(Collected data)
◆ ◆ ◆ ◆

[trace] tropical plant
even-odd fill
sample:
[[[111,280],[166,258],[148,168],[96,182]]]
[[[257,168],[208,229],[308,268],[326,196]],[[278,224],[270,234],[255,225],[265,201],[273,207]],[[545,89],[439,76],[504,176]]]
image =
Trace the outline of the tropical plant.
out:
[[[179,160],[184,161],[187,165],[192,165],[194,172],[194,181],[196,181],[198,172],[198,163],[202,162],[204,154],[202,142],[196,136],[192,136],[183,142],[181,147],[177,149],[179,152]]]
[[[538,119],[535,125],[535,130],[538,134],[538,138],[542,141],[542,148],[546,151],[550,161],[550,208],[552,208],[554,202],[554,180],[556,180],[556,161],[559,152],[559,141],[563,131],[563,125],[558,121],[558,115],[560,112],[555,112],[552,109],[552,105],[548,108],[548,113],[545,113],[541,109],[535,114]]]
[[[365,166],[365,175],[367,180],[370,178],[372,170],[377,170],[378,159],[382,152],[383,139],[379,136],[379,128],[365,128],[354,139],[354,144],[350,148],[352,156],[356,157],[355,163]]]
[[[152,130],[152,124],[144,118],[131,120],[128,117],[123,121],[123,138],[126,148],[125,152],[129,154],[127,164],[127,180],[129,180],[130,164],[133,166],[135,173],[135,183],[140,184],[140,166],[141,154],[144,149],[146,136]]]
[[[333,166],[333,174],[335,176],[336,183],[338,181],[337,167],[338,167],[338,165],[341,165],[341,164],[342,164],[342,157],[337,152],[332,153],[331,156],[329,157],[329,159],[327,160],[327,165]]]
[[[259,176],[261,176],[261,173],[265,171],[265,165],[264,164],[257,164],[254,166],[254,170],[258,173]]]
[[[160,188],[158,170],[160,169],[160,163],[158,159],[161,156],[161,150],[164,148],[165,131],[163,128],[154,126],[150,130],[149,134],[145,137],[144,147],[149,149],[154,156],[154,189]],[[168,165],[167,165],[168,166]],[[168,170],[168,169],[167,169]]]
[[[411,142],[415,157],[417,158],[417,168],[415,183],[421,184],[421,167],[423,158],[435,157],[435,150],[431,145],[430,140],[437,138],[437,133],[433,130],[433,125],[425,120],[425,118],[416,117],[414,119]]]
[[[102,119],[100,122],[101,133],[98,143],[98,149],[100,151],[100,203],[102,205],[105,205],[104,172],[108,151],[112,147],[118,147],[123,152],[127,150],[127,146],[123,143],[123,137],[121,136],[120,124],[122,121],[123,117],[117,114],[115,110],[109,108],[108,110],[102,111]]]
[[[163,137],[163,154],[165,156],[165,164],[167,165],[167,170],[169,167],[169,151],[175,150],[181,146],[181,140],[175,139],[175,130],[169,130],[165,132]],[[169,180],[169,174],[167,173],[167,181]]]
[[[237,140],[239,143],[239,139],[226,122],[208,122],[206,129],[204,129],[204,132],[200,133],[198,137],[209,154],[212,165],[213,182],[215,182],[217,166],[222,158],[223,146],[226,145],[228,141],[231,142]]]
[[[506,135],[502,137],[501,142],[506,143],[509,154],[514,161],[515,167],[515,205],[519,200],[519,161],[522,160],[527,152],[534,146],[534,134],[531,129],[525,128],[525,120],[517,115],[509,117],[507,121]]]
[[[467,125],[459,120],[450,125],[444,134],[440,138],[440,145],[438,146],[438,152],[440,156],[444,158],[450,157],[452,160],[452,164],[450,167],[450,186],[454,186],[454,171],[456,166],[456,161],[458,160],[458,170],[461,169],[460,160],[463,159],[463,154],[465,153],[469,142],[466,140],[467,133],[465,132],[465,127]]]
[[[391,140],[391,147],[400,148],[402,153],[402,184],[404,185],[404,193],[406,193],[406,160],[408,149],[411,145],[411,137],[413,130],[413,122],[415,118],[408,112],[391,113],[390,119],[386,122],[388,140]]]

◆ ◆ ◆ ◆

The task calls for all lines in the entries that hold "plant".

[trace] tropical plant
Trace the outline of the tropical plant.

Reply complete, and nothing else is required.